Segment du document ->

C’était l’époque où fleurissait « l’adorable arabesque », et la musique participait ainsi à des lois de beauté inscrites dans le mouvement total de la nature [9] .

      En littérature enfin, l’arabesque fut également très tôt convoquée à la fois pour défendre une nouvelle conception de la modernité poétique et pour rendre visibles les correspondances entre les arts. Et elle fut, d’abord, une passion allemande et romantique. C’est en effet à Friedrich Schlegel et à son Entretien sur la poésie (Gespräch über die Poesie), publié en 1800 dans l’Athenäum, que l’on doit ce transfert terminologique [10] . Schlegel effectua en effet un saut épistémologique en associant la fantaisie décorative, issue des grotesques-arabesques picturales, à toutes les formes anti-classiques de littérature, dont les exemples le plus contemporains sont à rechercher, selon lui, dans les romans excentriques en vogue au xviiie siècle, depuis le Tristram Shandy (1759-1767) de Sterne et le Jacques le fataliste de Diderot. Dans le fragment 389 de l’Athenäum, Schlegel proposera également les termes de « fourre-tout bariolé » (« ein buntes Allerlei [11]  ») et de Kunstchaos (que l’on peut traduire par « chaos artistique12 ») comme équivalent des notions d’arabesque et de fantaisie en littérature.

De l’art à la science

      À partir de ces textes fondateurs, l’arabesque va s’imposer dans le vocabulaire conceptuel du groupe d’Iéna, mais aussi dans les autres foyers du Romantisme allemand, à Heidelberg et à Berlin, comme un principe à la fois transgénérique et totalisant. La notion permet alors de penser les analogies entre art et nature [12] , entre production individuelle et production collective, entre fragment et totalité. Pour Novalis, l’arabesque confère une forme artistique et un langage approprié au grand rêve métaphysique de l’unité de la nature, de l’Hen Kai Pan ; elle donne aussi à cet imaginaire une caution scientifique : inspiré par le physicien Chladni qui mit au point une méthode pour visualiser les ondes sonores sur du sable [13] , Novalis associe ces ondes à des arabesques musicales15. Pour Novalis, la volute ou l’arabesque est donc comme un langage originel issu de la Nature, et ce langage traduit aussi bien la structure de l’univers matériel que celle du monde spirituel, confortant de ce fait la conviction d’une universelle analogie.

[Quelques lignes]
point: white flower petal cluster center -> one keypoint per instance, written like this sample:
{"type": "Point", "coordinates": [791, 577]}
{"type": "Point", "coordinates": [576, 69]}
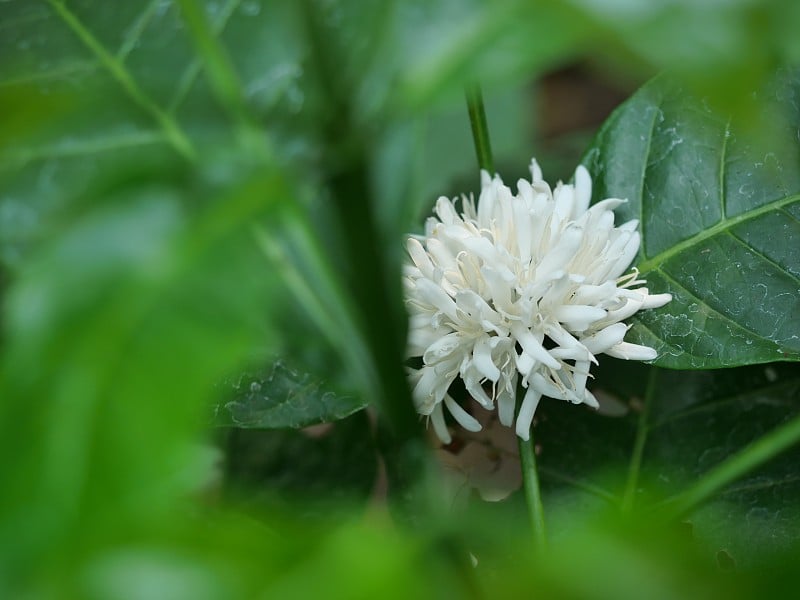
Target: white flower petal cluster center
{"type": "Point", "coordinates": [522, 289]}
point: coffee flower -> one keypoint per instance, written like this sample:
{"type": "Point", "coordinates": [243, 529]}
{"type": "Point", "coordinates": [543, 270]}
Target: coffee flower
{"type": "Point", "coordinates": [522, 289]}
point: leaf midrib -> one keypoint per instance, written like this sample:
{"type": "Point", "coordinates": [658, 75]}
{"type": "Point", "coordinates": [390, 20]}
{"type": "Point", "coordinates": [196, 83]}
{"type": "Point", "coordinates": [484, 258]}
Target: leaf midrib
{"type": "Point", "coordinates": [724, 225]}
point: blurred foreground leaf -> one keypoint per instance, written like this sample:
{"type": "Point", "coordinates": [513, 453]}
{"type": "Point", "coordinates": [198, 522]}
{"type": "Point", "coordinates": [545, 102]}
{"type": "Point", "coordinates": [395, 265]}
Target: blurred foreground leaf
{"type": "Point", "coordinates": [281, 397]}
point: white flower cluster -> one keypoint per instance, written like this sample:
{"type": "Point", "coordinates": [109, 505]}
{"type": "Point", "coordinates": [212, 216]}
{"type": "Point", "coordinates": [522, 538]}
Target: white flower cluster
{"type": "Point", "coordinates": [524, 288]}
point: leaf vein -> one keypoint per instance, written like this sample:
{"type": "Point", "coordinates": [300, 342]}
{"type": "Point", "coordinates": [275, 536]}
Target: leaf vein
{"type": "Point", "coordinates": [654, 263]}
{"type": "Point", "coordinates": [174, 133]}
{"type": "Point", "coordinates": [764, 257]}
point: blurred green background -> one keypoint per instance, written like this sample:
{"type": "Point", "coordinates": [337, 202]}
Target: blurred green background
{"type": "Point", "coordinates": [202, 205]}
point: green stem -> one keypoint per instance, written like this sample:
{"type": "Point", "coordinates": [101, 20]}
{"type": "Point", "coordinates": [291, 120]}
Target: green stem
{"type": "Point", "coordinates": [738, 465]}
{"type": "Point", "coordinates": [642, 429]}
{"type": "Point", "coordinates": [480, 131]}
{"type": "Point", "coordinates": [533, 495]}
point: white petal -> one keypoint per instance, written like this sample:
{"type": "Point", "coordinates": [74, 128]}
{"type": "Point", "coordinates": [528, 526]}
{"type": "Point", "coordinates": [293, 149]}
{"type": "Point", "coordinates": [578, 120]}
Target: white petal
{"type": "Point", "coordinates": [590, 400]}
{"type": "Point", "coordinates": [629, 351]}
{"type": "Point", "coordinates": [482, 359]}
{"type": "Point", "coordinates": [536, 171]}
{"type": "Point", "coordinates": [506, 403]}
{"type": "Point", "coordinates": [533, 346]}
{"type": "Point", "coordinates": [605, 338]}
{"type": "Point", "coordinates": [560, 256]}
{"type": "Point", "coordinates": [439, 426]}
{"type": "Point", "coordinates": [583, 191]}
{"type": "Point", "coordinates": [526, 411]}
{"type": "Point", "coordinates": [466, 420]}
{"type": "Point", "coordinates": [579, 317]}
{"type": "Point", "coordinates": [443, 348]}
{"type": "Point", "coordinates": [446, 211]}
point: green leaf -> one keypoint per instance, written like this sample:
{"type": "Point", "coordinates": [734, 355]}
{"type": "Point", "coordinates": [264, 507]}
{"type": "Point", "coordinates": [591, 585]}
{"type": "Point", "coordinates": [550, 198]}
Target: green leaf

Tâches à réaliser ->
a) D'après l'extrait sur l'arabesque, dans quelle publication l'Entretien sur la poésie de Friedrich Schlegel a-t-il paru en 1800 ?
b) Recopiez à l'identique, s'il vous plaît, le passage de l'extrait sur l'arabesque qui commence par les mots contenant « C’était l’époque où » et se termine par « nature [9] . ».

Solutions par tâche ->
a) Dans l'Athenäum.

b)
C’était l’époque où fleurissait « l’adorable arabesque », et la musique participait ainsi à des lois de beauté inscrites dans le mouvement total de la nature [9] .